Post-Avant Throwdown
February 9, 2008
An interesting post on the idea of “post-avant” poetics by Reginald Shepherd sparks a fiery comments conversation. Overall pretty enlightening, though the whole thing takes a turn about 2/3 of the way in that I don’t completely understand.
The issue of politics and poetry is very frustrating to me. I guess I’m a fuddy-duddy traditionalist mainstreamer because I find very little value in most of the attempts to fuse art and politics. Poems about politics are, of course, almost always simply bad. But writing poetry as a political act (in any but the most allusive, abstracted sense) mystifies me as well.
That doesn’t mean I don’t recognize that writing poetry in the 50s and 60s– when it was a rare, “outsider” activity inextricably bundled up with rebelling against authority inside and outside of academia– had to be a very different experience than it is now. But it is precisely because of that bundling that so much of the poetry suffers with the passage of time and the changing of context.

-- Short exercise A --
In the source passage on post-avant poetics, who wrote the post that sparked the comments conversation?

Data items:
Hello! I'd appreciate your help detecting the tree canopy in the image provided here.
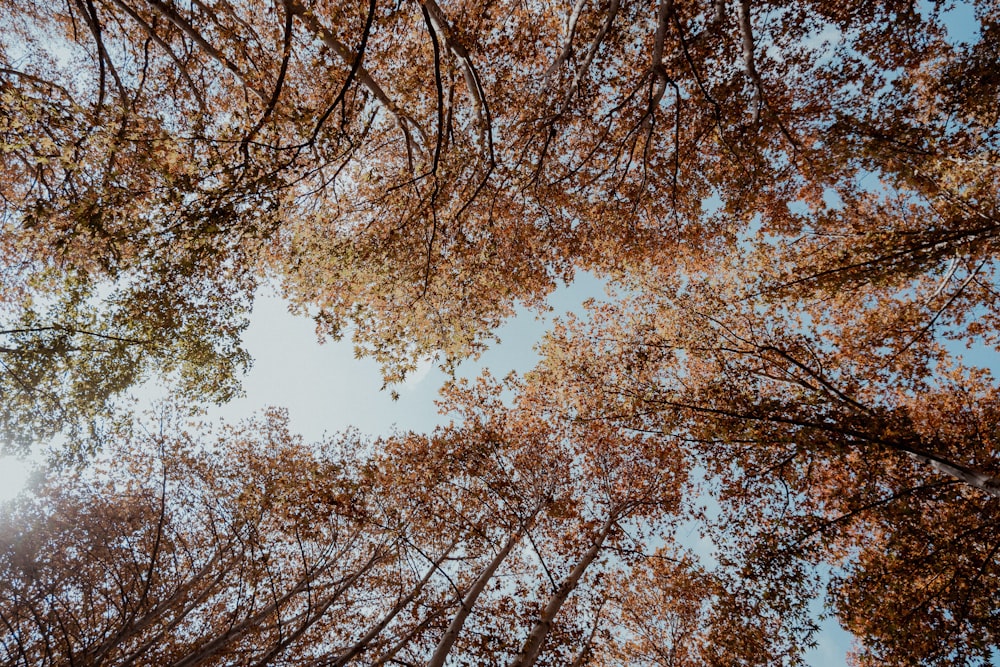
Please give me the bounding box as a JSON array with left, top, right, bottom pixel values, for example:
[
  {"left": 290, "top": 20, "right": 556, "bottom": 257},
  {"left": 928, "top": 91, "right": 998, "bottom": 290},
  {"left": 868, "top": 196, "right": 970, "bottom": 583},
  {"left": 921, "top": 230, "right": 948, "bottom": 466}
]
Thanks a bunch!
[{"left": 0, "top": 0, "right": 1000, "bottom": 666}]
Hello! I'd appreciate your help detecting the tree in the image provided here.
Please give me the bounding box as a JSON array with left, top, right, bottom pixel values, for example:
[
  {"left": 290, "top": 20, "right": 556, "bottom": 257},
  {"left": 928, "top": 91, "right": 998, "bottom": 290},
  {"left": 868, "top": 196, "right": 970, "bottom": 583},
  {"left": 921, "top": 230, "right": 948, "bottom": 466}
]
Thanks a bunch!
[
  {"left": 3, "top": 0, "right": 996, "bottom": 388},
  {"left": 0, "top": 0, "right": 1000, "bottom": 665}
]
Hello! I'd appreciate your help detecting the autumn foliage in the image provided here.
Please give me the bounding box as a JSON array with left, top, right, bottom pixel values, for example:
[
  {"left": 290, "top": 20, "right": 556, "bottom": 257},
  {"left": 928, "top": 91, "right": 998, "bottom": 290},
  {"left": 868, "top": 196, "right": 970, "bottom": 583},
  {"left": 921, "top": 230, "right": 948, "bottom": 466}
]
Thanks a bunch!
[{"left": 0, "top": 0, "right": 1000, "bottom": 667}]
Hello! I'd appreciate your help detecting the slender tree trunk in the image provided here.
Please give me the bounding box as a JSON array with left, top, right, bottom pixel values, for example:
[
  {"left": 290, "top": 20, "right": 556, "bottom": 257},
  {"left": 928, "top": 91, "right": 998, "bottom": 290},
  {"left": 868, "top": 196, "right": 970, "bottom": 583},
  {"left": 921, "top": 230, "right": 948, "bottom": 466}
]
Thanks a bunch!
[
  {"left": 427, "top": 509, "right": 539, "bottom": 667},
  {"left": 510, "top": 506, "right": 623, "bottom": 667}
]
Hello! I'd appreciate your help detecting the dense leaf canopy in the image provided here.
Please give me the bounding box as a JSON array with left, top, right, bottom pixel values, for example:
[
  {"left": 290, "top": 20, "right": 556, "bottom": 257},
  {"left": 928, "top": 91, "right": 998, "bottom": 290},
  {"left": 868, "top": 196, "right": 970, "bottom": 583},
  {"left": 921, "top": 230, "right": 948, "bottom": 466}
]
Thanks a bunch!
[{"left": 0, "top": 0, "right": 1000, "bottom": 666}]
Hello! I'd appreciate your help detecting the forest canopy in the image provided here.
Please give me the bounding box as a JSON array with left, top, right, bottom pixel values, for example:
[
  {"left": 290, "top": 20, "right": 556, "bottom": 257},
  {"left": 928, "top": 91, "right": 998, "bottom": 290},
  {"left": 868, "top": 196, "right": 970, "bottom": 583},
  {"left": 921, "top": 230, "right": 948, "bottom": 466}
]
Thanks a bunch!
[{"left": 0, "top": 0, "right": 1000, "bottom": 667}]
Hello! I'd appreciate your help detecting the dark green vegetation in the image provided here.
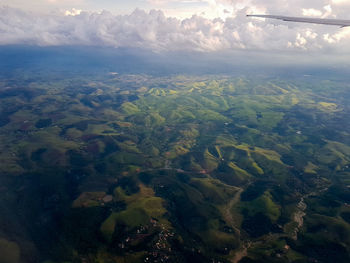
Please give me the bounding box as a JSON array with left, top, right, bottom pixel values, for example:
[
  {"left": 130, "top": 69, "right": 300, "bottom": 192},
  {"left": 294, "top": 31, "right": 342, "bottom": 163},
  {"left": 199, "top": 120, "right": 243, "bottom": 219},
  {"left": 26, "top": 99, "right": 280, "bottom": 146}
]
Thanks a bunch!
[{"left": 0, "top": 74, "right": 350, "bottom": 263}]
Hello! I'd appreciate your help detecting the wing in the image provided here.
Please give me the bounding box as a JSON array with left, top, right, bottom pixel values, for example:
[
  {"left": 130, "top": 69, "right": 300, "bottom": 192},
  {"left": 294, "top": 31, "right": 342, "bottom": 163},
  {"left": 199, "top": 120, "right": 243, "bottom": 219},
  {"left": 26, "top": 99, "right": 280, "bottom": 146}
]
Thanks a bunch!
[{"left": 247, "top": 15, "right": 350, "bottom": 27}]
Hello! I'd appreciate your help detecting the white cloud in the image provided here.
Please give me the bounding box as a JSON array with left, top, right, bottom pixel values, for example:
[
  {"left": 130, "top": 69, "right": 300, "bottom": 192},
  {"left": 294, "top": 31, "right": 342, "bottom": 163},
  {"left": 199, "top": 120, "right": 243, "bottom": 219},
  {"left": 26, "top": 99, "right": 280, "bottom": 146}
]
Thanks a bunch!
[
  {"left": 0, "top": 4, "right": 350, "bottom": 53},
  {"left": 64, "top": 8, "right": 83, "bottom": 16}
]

-- Short exercise B --
Copy out the data items from the line containing "Hello! I'd appreciate your help detecting the wing" through the end of the data items, both ends included.

-- Answer A --
Reginald Shepherd

-- Answer B --
Hello! I'd appreciate your help detecting the wing in the image provided here.
Please give me the bounding box as a JSON array with left, top, right, bottom pixel values, for example:
[
  {"left": 130, "top": 69, "right": 300, "bottom": 192},
  {"left": 294, "top": 31, "right": 342, "bottom": 163},
  {"left": 199, "top": 120, "right": 243, "bottom": 219},
  {"left": 26, "top": 99, "right": 280, "bottom": 146}
]
Thanks a bunch!
[{"left": 247, "top": 15, "right": 350, "bottom": 27}]
Hello! I'd appreciate your help detecting the white cloud in the image provided here.
Please give me the bounding box as a JSON array with left, top, right, bottom pixel values, for example:
[
  {"left": 130, "top": 69, "right": 300, "bottom": 192},
  {"left": 294, "top": 31, "right": 342, "bottom": 163},
  {"left": 199, "top": 120, "right": 243, "bottom": 219},
  {"left": 26, "top": 99, "right": 280, "bottom": 146}
]
Thanks a bunch!
[
  {"left": 0, "top": 4, "right": 350, "bottom": 53},
  {"left": 64, "top": 8, "right": 83, "bottom": 16}
]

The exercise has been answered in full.